▶ [Selected extract]
_ _ _ _

Shielding effect refers to the decrease in attractive force on the valence shell electron caused by the presence of electrons in an inner shell.

The electrons in the valence shell of multielectron atoms are attracted to the nucleus. At the same time, the electron in the inner shell repels these valence electrons (i.e., intervening electrons). The actual nuclear attraction on the valence shell decreases as a result of this repulsive force. So, the shielding effect is responsible for reducing the effective nuclear charge on the valence shell.

The magnitude of the shielding effect depends on the number of electrons present in the inner shell. The higher the number of intervening electrons greater will be the shielding effect. The greater shielding effect consequently decreases the nuclear attraction on the valence shell.

**Factors affecting shielding effect**

The following factors determine the magnitude of the shielding effect.

**I. Number of shells**

The shielding effect increases with an increase in the number of shells between the nucleus and the valence shell. For example,

Element of a group I: Li Na K Rb Cs Fr

The number of shell: 2 3 4 5 6 7

As one moves down in this group, the number of shells increases, and so does the shielding effect.

### II. **Nature of the orbitals**

The penetrating power of electrons in the different orbital of a given shell is in the order of :

ns > np > nd >nf

As the s orbital has high penetration power. It lies near the nucleus. It has a high shielding effect and can block nuclear attraction to the highest extent. As the penetration power of other orbitals decreases, they lie far away from the nucleus. Hence their shielding effect decreases

Shielding effect : ns > np > nd >nf

**Periodic variation of the shielding effect**

**In period**

On moving from left to right in a period the shielding effect remains the same. The electrons are added to the same valence shell and the shielding electrons remain the same.

_ _ _ _

▶ [Aim of the task]
Reproduce the text above on the shielding effect in full, keeping every word and mark unchanged.

_ _ _ _

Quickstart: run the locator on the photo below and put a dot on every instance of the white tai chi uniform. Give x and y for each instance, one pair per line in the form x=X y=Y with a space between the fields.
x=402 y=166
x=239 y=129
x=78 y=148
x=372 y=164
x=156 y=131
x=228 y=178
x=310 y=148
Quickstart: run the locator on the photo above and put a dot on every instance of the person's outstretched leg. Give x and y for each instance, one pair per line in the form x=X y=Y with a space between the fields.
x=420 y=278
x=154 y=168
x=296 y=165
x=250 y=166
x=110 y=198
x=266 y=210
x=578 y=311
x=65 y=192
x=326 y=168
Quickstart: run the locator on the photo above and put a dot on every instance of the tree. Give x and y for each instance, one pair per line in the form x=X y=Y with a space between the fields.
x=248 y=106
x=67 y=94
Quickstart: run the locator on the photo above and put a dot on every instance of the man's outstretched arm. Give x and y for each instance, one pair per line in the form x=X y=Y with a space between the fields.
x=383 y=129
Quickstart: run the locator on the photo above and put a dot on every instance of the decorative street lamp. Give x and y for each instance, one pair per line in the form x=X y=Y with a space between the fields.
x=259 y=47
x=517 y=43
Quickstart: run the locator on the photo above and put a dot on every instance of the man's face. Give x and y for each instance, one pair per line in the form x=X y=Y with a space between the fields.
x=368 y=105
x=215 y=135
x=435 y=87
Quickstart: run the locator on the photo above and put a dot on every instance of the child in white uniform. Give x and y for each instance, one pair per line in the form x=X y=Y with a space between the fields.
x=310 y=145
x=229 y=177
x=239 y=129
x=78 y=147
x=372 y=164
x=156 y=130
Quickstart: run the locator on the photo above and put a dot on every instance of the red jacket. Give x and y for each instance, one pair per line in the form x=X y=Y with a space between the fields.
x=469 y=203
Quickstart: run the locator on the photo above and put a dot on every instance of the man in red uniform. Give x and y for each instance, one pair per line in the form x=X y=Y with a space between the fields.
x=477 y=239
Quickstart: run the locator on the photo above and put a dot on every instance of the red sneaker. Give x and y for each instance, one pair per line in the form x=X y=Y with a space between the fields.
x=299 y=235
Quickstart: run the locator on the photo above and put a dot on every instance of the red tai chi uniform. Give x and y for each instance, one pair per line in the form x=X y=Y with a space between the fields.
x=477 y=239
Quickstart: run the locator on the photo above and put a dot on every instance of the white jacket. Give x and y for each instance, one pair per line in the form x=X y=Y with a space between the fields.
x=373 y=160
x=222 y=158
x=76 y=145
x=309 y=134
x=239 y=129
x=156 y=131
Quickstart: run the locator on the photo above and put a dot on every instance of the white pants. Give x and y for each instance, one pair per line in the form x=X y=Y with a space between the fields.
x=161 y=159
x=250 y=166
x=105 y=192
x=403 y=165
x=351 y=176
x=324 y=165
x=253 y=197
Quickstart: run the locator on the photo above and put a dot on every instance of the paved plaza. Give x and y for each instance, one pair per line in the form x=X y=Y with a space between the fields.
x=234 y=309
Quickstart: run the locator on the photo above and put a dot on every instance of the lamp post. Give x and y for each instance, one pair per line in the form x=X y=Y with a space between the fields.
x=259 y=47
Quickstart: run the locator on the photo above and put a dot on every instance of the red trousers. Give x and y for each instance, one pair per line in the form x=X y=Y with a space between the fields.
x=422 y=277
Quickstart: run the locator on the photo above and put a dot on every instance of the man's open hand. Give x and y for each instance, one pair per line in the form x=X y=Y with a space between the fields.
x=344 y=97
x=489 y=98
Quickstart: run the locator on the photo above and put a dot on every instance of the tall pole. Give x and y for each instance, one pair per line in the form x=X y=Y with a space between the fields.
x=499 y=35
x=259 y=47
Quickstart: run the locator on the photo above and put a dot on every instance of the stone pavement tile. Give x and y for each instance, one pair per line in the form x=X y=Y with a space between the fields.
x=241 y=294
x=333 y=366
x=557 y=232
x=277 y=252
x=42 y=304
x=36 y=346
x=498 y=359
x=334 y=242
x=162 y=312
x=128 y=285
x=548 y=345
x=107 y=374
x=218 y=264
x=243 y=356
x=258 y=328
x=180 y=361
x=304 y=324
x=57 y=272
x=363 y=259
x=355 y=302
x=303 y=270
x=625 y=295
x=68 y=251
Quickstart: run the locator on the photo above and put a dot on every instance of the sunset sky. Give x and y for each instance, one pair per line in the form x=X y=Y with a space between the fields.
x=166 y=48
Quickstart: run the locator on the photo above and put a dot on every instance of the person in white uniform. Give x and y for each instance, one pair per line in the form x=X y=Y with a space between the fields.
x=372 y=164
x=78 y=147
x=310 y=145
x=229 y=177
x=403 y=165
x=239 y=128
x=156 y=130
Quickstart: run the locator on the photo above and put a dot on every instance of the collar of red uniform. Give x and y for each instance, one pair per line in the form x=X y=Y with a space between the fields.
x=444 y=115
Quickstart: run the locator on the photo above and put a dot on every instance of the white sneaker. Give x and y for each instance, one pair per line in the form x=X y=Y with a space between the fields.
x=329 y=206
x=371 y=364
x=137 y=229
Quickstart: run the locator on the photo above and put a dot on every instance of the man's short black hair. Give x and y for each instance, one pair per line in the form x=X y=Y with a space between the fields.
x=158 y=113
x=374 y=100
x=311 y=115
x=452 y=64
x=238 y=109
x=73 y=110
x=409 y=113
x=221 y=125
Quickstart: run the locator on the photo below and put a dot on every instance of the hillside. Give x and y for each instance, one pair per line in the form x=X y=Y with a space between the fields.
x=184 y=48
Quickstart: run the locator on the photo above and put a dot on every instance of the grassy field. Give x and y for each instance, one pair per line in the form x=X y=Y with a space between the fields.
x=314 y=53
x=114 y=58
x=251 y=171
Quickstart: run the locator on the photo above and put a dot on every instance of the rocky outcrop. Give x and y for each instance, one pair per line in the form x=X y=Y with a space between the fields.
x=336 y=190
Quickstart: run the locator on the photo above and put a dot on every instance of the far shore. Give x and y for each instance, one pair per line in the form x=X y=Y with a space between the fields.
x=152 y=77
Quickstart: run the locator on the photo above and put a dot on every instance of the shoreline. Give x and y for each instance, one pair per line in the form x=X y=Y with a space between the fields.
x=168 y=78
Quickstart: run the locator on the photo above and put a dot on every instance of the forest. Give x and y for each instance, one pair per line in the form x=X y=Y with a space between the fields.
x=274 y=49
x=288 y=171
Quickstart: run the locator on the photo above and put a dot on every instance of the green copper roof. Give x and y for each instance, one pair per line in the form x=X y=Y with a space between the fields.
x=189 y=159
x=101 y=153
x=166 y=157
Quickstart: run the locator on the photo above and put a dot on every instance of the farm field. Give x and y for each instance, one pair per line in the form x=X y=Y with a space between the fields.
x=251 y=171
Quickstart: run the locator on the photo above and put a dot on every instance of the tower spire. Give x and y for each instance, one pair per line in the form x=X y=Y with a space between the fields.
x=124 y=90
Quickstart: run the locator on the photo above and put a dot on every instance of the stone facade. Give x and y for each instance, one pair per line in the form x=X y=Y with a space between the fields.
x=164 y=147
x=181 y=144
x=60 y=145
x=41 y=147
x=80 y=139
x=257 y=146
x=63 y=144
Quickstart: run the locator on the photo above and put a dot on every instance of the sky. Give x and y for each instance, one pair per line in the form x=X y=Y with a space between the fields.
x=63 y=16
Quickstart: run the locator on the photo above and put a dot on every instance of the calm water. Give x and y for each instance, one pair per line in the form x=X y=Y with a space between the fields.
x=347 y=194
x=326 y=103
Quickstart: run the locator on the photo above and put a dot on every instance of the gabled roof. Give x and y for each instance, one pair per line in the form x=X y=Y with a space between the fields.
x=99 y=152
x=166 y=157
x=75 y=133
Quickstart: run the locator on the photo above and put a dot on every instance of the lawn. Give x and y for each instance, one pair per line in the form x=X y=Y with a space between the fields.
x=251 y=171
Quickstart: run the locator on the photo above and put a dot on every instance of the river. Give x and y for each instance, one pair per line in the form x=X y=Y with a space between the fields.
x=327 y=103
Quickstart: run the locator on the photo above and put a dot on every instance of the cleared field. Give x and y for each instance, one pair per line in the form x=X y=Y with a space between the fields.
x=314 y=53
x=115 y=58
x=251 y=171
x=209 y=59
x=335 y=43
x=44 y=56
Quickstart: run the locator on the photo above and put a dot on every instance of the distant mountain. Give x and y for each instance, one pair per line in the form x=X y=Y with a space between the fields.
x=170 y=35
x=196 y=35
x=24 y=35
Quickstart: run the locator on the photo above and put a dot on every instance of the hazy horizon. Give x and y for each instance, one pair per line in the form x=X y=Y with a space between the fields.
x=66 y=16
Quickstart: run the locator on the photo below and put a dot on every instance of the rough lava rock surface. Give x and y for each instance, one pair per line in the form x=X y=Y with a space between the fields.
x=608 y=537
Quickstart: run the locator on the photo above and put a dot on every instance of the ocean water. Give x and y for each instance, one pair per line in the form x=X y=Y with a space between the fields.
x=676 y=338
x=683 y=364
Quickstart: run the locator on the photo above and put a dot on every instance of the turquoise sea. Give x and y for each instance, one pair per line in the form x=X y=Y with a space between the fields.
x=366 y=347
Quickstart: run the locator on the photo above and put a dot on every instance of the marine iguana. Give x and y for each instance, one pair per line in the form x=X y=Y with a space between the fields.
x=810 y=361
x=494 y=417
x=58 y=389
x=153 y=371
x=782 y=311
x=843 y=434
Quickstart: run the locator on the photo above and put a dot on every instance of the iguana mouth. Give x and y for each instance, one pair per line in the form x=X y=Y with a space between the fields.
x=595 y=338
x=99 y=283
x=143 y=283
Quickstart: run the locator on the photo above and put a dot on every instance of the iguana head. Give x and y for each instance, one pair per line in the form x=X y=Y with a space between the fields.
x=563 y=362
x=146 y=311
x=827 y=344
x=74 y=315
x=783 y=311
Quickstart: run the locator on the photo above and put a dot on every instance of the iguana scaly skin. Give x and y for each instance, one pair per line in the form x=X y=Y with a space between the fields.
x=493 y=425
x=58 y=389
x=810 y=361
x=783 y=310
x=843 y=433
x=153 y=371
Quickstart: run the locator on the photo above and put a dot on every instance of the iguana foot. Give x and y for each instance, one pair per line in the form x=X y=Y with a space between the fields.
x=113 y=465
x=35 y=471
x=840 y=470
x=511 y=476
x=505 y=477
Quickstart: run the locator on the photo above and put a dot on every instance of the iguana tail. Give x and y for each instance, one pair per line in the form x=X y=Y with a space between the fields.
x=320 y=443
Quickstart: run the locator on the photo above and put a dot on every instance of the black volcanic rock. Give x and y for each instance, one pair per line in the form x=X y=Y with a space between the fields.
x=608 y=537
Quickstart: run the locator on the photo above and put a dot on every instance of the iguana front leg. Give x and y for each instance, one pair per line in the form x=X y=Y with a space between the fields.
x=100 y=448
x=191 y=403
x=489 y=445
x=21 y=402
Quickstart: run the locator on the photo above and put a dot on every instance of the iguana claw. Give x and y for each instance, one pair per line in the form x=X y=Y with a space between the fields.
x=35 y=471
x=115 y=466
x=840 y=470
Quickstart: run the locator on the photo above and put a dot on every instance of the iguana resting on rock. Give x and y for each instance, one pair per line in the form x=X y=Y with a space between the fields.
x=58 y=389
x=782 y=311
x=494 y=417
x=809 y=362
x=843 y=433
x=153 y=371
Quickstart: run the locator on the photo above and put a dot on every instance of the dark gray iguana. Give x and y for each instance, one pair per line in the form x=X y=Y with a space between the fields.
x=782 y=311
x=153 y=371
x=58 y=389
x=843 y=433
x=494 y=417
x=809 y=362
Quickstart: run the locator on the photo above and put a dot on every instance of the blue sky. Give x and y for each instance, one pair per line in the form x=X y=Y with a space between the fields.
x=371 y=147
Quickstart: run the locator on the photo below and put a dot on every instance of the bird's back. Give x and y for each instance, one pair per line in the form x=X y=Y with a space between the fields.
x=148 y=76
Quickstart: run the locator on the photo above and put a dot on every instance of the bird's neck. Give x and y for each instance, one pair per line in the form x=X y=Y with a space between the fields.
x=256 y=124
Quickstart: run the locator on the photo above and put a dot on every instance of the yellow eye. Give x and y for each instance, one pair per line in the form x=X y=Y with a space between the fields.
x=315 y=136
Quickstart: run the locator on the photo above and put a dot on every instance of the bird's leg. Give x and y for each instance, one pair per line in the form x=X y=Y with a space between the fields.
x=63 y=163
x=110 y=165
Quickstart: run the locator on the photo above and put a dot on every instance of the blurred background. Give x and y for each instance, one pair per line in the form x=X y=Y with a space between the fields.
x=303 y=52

_ _ _ _

▶ [Solution for this problem]
Shielding effect refers to the decrease in attractive force on the valence shell electron caused by the presence of electrons in an inner shell.

The electrons in the valence shell of multielectron atoms are attracted to the nucleus. At the same time, the electron in the inner shell repels these valence electrons (i.e., intervening electrons). The actual nuclear attraction on the valence shell decreases as a result of this repulsive force. So, the shielding effect is responsible for reducing the effective nuclear charge on the valence shell.

The magnitude of the shielding effect depends on the number of electrons present in the inner shell. The higher the number of intervening electrons greater will be the shielding effect. The greater shielding effect consequently decreases the nuclear attraction on the valence shell.

**Factors affecting shielding effect**

The following factors determine the magnitude of the shielding effect.

**I. Number of shells**

The shielding effect increases with an increase in the number of shells between the nucleus and the valence shell. For example,

Element of a group I: Li Na K Rb Cs Fr

The number of shell: 2 3 4 5 6 7

As one moves down in this group, the number of shells increases, and so does the shielding effect.

### II. **Nature of the orbitals**

The penetrating power of electrons in the different orbital of a given shell is in the order of :

ns > np > nd >nf

As the s orbital has high penetration power. It lies near the nucleus. It has a high shielding effect and can block nuclear attraction to the highest extent. As the penetration power of other orbitals decreases, they lie far away from the nucleus. Hence their shielding effect decreases

Shielding effect : ns > np > nd >nf

**Periodic variation of the shielding effect**

**In period**

On moving from left to right in a period the shielding effect remains the same. The electrons are added to the same valence shell and the shielding electrons remain the same.